### Task:
In the text on school safety during COVID-19, how fast does a sneeze travel?

Desks 6 feet apart and all facing the same way assumes we all learn the same. As a former high school teacher, one of the mechanisms of engagement was to move around the desks and face each other for group projects, how will this affect learning for those who are kinestic learners? The saying goes “see one, do one, teach one.”  You can only truly understand a concept if you can teach someone else, I worry we are boxing in our children’s minds. The social distance rule was put in place for a reason to not directly spread the COVID-19 virus from one child to another. A sneeze travels over 100 miles per hour and spreads 100,000 germs into the air. A cough can travel half the speed of a sneeze (50 mph) and creates over 3000 droplets with one hacking cough. Watch this cute video that explains the 5 rules to keeping safe.


  1. Wash your hands for a minimum of 30 seconds
  2. Vampire cough into your elbow
  3. Don’t touch your face
  4. Stand 6 feet apart
  5. Stay home

Distance on school buses- one child per seat, skip rows is a logistics nightmare. We need more buses and bus drivers. Before the coronavirus, there was a huge hiring spree of bus drivers in the county and they couldn’t keep up with the demand.  Fingers crossed Tesla will come to the rescue with an automated self-driving bus.  The buses must be sanitized after every ride, prior to new students getting on. And I think installation of hand sanitizers as you get into the bus like there is at the grocery store, is a great idea!  There is a military formulated COVID-19 and other bacteria and virus killer that works instantly.  Click here to learn more.

### Source information:
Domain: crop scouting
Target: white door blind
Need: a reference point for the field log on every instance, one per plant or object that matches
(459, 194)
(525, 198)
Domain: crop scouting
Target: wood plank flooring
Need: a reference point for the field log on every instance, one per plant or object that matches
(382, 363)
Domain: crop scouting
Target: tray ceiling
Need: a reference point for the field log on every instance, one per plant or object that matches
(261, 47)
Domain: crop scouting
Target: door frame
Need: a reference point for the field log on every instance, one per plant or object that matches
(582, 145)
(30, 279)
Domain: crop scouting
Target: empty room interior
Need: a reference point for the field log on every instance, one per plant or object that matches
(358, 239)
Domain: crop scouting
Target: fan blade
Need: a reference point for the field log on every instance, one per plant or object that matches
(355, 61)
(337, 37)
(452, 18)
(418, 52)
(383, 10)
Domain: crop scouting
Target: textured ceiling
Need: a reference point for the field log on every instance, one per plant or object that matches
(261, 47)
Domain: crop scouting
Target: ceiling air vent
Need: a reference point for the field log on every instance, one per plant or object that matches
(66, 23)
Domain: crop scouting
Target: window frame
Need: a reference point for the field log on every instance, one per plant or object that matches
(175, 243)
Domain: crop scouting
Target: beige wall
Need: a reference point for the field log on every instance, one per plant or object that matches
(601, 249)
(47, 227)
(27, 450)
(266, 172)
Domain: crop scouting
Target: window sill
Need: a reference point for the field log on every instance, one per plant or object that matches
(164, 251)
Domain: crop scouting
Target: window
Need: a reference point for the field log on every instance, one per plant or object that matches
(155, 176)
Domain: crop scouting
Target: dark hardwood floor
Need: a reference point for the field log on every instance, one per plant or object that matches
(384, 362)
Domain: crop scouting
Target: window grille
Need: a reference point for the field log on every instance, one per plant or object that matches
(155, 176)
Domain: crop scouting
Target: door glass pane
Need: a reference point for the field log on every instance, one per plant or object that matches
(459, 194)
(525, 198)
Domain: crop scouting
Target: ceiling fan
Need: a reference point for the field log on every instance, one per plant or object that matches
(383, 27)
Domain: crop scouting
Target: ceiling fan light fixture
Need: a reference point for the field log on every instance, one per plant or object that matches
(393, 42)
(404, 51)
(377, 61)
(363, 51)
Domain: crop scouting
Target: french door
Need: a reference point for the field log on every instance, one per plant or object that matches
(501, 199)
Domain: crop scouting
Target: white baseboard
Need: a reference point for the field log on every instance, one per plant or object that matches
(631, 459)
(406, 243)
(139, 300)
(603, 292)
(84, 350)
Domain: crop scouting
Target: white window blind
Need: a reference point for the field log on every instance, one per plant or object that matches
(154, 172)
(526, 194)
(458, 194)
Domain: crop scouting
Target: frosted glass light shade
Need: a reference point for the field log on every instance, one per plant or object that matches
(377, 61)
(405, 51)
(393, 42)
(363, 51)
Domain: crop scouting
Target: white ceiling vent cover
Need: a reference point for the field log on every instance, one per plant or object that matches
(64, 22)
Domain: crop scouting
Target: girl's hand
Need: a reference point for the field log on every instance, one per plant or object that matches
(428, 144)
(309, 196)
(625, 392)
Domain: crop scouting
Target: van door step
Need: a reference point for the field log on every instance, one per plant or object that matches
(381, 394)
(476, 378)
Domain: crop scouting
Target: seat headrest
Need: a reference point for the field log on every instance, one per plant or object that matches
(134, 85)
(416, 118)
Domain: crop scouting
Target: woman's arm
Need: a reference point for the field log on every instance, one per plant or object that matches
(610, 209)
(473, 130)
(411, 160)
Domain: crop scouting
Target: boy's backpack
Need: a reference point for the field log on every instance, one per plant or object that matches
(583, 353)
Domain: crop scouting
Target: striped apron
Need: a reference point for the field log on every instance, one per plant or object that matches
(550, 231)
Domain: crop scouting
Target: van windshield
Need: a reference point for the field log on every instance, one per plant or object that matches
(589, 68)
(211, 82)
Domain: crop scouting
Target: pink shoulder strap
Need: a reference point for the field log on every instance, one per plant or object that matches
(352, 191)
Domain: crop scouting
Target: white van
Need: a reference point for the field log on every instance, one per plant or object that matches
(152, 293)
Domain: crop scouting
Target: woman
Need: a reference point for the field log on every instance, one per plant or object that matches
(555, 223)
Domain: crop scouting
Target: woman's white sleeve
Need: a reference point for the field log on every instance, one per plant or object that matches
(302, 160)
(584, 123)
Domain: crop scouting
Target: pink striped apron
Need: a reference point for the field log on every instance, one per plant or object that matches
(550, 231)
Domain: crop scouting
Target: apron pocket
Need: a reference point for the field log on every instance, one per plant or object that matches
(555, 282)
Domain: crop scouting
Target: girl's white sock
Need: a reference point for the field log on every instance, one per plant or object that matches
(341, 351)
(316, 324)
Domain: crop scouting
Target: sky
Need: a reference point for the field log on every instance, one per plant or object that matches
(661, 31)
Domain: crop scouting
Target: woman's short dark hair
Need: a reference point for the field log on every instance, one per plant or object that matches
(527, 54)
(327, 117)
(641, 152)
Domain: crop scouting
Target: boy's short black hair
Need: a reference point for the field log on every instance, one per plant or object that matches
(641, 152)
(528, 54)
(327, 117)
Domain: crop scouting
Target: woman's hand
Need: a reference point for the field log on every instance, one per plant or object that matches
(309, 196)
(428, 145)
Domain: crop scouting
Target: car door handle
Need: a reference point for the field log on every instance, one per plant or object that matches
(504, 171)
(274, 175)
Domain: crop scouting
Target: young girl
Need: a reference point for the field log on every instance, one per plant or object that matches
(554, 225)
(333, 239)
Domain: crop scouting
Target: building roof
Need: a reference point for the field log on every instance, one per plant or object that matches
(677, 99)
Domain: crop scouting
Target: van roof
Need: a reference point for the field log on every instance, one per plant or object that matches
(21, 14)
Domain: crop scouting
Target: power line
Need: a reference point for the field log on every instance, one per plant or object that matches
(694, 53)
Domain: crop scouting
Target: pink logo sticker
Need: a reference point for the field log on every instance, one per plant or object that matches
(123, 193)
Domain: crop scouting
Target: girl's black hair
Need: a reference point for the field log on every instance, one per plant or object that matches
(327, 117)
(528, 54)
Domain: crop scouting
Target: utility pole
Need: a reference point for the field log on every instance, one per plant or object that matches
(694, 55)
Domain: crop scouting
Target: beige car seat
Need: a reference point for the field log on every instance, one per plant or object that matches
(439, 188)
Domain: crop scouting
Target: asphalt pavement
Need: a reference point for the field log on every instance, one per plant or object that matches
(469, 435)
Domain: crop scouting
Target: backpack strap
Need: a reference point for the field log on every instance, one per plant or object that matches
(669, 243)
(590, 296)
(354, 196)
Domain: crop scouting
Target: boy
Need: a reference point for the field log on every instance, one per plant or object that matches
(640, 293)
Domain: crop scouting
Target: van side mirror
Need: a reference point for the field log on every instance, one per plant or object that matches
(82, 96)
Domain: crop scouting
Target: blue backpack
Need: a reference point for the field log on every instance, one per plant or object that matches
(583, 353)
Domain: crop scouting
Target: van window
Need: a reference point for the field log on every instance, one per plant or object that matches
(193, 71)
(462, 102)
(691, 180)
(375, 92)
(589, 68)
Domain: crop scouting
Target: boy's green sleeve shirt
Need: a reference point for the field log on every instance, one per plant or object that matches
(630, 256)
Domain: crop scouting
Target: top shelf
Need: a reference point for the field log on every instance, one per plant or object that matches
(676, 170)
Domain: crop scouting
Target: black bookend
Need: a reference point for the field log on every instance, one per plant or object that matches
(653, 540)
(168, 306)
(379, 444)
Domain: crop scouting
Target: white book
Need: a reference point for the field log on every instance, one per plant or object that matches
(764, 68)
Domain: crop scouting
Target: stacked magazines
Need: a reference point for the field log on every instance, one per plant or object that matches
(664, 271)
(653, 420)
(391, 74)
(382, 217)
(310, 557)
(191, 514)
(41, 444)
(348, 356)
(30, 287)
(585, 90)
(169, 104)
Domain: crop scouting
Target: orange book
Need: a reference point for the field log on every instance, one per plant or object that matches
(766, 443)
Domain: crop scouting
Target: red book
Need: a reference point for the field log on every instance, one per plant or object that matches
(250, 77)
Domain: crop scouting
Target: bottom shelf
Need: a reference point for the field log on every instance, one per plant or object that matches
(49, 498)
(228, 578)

### Answer area:
Over 100 miles per hour.